According to the passage on constructed wetlands below, how many wetland plants were planted, and how many species did they represent?
[[ Quoted passage, beginning ]]
CONSTRUCTED WETLANDS FOR NUTRIENT POLISHING
Two more nutrient reduction projects were planned and constructed. One built in 2002 was a 40-acre constructed wetlands. In a natural wetlands, aquatic plants remove pollutants in the water by plant uptake and by microbial action in the roots and stems of the plants. To mimic nature, 52,000 wetland plants of 13 different species were planted in diked, clay-lined basins, creating a wetlands environment. Four zone types were built in the wetlands; the shallow mixed marsh zone, the deep mixed marsh zone, the transition zone, and the littoral zone. The aquatic plants were selected to match the environment of each zone. Between one to four million gallons per day (mgd) of advanced treated wastewater were sent through the 40-acres of wetlands to “polish” nutrients from the water. The water entering the constructed wetlands had 3 mg/L total nitrogen. The resulting “polished” water had less than 1 mg/L total nitrogen remaining in it prior to being discharged in the Neuse River. The constructed wetlands project cost $3.3 million to build; $1.6 million in grant funds were provided by the North Carolina Clean Water Management Trust Fund to help pay for some of the construction costs. A future constructed wetlands project is being evaluated for the treatment of storm water in a large drainage area in the city to remove total suspended solids as well as nutrients from the urban storm water.
[[ Quoted passage, end ]]
[[ Supplied material, beginning ]]
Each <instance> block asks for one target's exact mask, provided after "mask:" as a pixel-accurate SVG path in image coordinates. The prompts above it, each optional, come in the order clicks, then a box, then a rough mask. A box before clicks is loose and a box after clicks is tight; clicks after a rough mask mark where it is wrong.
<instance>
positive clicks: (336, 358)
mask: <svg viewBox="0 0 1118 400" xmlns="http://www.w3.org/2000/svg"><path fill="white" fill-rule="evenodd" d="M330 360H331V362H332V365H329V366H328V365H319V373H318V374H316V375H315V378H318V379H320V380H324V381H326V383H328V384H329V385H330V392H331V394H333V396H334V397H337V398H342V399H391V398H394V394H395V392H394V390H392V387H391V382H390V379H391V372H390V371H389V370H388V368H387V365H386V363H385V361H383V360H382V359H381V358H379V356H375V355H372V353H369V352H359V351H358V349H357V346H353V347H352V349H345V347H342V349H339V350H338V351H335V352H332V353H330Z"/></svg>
[[ Supplied material, end ]]
Solution below:
52,000 wetland plants of 13 different species were planted.